---------- Provided data ----------

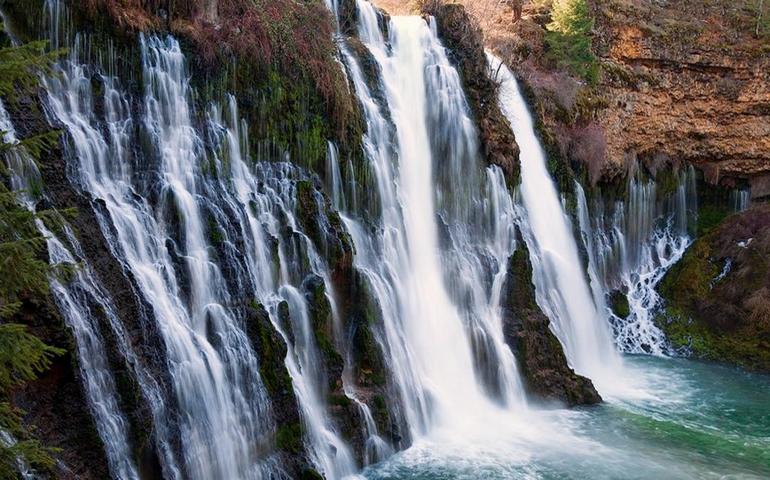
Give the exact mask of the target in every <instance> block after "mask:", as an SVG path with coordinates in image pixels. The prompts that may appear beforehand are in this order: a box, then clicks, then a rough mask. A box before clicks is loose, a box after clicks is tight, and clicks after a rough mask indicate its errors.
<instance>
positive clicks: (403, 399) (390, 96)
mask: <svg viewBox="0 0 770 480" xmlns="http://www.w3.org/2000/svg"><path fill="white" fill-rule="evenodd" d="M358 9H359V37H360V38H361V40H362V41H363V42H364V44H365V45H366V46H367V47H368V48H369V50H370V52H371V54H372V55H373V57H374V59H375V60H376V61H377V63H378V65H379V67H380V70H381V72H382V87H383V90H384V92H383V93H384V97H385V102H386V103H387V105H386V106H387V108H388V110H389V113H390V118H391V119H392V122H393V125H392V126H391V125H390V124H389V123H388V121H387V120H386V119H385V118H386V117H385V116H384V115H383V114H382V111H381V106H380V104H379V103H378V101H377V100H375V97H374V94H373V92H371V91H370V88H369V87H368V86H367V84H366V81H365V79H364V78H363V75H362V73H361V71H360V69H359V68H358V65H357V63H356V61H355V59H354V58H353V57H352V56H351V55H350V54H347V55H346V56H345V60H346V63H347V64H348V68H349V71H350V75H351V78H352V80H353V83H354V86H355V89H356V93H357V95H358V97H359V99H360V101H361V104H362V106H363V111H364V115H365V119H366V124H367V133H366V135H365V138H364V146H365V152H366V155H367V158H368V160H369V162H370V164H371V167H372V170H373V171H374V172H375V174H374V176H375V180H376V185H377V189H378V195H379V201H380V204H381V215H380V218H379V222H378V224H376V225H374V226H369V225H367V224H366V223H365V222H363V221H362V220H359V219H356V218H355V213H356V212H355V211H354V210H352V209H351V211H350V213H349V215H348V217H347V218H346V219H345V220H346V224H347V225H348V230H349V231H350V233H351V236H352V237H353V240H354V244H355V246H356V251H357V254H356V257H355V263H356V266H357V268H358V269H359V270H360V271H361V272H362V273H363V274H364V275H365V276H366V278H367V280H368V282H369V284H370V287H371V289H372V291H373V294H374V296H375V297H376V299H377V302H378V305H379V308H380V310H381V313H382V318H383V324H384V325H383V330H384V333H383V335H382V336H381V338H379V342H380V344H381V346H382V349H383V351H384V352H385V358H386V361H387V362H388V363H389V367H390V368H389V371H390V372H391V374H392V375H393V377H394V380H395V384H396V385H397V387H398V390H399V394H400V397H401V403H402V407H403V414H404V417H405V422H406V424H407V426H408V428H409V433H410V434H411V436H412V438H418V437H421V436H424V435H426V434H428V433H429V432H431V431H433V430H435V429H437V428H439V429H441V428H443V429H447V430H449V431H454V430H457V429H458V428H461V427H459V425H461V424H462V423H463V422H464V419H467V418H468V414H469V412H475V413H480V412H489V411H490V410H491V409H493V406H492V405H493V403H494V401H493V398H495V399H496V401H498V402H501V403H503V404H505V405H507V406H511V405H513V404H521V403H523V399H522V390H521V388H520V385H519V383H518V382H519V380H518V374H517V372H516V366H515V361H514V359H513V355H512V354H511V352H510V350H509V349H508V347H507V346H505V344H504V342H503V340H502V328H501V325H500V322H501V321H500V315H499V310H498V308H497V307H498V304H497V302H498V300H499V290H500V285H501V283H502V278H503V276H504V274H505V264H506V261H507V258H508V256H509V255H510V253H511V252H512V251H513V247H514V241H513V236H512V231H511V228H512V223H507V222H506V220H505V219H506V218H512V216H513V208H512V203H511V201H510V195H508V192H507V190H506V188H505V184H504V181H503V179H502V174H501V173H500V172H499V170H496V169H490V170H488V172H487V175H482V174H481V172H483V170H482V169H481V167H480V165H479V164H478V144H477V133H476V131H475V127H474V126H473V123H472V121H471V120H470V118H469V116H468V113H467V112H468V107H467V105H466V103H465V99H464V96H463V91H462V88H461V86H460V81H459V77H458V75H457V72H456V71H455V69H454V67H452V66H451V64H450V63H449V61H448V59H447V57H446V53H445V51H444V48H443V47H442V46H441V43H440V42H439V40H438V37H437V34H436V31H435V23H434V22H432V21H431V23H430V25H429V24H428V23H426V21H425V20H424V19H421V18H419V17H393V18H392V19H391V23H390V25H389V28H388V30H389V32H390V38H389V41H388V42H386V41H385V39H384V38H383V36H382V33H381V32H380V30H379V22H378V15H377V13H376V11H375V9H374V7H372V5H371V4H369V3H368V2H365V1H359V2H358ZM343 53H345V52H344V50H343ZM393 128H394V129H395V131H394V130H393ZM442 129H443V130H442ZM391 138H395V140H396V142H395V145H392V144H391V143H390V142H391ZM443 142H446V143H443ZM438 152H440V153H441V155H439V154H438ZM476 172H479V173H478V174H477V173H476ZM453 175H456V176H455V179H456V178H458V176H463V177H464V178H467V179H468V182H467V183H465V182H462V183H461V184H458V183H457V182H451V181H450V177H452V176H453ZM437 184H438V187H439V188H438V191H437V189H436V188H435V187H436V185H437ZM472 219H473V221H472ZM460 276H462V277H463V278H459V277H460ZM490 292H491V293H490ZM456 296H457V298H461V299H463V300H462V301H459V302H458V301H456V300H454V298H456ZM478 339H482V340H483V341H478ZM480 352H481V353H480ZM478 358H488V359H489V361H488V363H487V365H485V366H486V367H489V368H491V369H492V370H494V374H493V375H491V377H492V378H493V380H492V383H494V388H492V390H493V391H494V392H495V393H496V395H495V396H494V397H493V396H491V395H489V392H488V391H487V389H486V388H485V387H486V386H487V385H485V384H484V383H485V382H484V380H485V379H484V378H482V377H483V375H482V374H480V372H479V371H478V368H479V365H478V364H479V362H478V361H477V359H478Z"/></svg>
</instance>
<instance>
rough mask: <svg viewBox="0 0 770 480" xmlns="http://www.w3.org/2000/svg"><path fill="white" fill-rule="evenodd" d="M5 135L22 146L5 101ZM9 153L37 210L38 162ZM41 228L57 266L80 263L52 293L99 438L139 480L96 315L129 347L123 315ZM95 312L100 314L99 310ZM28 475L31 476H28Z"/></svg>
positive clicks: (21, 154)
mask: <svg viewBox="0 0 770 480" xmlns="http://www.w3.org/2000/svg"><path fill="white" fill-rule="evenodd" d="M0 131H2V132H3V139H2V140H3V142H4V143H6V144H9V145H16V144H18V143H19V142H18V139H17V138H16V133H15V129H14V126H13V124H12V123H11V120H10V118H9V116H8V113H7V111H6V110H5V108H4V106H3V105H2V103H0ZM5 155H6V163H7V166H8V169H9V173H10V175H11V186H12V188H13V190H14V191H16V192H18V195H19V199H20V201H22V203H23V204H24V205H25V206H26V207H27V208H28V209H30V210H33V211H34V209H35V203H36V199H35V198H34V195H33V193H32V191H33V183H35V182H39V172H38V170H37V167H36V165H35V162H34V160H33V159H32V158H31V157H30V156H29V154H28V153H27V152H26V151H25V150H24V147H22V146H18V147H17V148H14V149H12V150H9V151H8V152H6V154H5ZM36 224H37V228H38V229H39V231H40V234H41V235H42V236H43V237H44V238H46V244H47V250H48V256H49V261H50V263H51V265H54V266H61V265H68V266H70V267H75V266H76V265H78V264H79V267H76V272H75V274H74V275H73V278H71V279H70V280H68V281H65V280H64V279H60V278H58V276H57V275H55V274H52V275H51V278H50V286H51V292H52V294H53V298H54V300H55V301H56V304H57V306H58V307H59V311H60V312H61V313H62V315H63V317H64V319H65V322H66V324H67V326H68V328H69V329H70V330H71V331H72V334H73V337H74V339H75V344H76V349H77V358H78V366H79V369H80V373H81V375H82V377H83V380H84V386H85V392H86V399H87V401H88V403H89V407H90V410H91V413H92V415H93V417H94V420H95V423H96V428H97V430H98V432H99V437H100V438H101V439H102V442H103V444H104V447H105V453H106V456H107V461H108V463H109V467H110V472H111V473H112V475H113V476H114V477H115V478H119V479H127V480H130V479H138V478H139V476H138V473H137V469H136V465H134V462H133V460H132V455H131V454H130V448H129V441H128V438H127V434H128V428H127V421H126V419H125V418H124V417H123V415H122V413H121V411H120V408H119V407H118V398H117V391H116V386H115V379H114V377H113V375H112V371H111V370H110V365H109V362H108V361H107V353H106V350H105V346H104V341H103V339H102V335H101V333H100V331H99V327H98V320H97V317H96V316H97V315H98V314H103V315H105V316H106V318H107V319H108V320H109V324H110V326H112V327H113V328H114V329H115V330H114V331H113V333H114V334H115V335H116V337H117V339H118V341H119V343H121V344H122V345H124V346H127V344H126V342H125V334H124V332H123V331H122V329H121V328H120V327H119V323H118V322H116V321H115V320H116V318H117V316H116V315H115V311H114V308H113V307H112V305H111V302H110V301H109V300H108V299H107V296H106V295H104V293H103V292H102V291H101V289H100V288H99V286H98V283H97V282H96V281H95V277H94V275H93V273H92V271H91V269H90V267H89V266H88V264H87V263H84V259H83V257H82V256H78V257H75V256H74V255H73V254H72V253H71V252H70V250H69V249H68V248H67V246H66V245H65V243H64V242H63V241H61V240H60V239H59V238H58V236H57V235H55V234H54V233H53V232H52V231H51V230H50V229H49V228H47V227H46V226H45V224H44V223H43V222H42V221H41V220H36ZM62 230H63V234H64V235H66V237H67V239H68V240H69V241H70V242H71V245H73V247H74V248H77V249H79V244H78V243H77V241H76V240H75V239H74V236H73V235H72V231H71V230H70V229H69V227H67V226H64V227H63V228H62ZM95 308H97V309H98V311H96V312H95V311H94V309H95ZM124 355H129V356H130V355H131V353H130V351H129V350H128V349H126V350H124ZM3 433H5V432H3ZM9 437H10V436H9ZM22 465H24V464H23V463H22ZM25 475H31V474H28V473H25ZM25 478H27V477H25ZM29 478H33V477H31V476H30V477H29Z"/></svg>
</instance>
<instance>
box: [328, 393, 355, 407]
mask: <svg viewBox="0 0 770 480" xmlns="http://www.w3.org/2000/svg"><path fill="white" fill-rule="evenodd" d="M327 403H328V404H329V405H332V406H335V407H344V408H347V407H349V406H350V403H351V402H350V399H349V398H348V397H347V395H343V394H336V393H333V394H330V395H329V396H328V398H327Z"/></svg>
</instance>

----------
---------- Provided data ----------

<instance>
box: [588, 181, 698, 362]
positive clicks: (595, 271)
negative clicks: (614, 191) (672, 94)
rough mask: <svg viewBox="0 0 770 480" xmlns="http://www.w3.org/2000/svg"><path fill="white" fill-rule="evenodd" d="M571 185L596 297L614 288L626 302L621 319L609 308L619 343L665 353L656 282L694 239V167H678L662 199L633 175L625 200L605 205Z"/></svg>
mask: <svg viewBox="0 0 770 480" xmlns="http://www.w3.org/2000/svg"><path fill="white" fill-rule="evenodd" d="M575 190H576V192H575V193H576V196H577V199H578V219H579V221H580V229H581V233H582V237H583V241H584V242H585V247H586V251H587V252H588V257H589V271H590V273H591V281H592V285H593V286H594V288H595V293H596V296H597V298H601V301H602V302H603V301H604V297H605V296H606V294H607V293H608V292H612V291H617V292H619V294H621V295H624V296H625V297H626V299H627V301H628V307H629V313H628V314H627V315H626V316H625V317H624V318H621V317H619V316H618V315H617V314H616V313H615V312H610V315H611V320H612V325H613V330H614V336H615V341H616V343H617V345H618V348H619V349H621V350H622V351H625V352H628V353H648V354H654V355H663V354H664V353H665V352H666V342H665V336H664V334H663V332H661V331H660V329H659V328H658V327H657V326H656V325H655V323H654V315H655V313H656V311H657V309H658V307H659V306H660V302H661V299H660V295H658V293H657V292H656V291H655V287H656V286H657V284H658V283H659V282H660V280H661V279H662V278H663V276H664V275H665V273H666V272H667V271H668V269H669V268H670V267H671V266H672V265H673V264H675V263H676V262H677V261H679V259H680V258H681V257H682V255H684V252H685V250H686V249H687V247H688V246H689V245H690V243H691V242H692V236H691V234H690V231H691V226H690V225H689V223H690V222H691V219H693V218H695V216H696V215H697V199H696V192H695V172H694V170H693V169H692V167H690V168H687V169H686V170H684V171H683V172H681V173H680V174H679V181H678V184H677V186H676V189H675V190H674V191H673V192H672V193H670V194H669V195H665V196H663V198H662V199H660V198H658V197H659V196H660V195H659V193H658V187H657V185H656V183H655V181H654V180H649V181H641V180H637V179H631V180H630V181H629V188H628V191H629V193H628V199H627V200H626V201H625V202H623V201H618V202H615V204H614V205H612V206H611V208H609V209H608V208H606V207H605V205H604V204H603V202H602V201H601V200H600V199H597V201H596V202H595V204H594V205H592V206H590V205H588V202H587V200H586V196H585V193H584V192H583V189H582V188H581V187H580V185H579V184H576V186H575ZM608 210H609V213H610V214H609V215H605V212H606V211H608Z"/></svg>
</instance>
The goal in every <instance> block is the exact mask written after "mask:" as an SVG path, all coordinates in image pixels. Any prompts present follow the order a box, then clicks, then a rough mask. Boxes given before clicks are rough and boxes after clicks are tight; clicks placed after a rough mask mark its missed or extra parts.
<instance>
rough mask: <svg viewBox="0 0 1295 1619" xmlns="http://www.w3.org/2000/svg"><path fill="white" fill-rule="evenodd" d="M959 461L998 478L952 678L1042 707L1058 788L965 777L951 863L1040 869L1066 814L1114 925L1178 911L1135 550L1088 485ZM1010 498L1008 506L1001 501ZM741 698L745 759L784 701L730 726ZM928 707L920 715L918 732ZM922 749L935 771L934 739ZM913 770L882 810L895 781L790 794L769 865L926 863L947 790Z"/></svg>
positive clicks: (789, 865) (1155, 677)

----------

Count the lines of the records above that contain the string "tight", and give only the number.

Output of the task — 2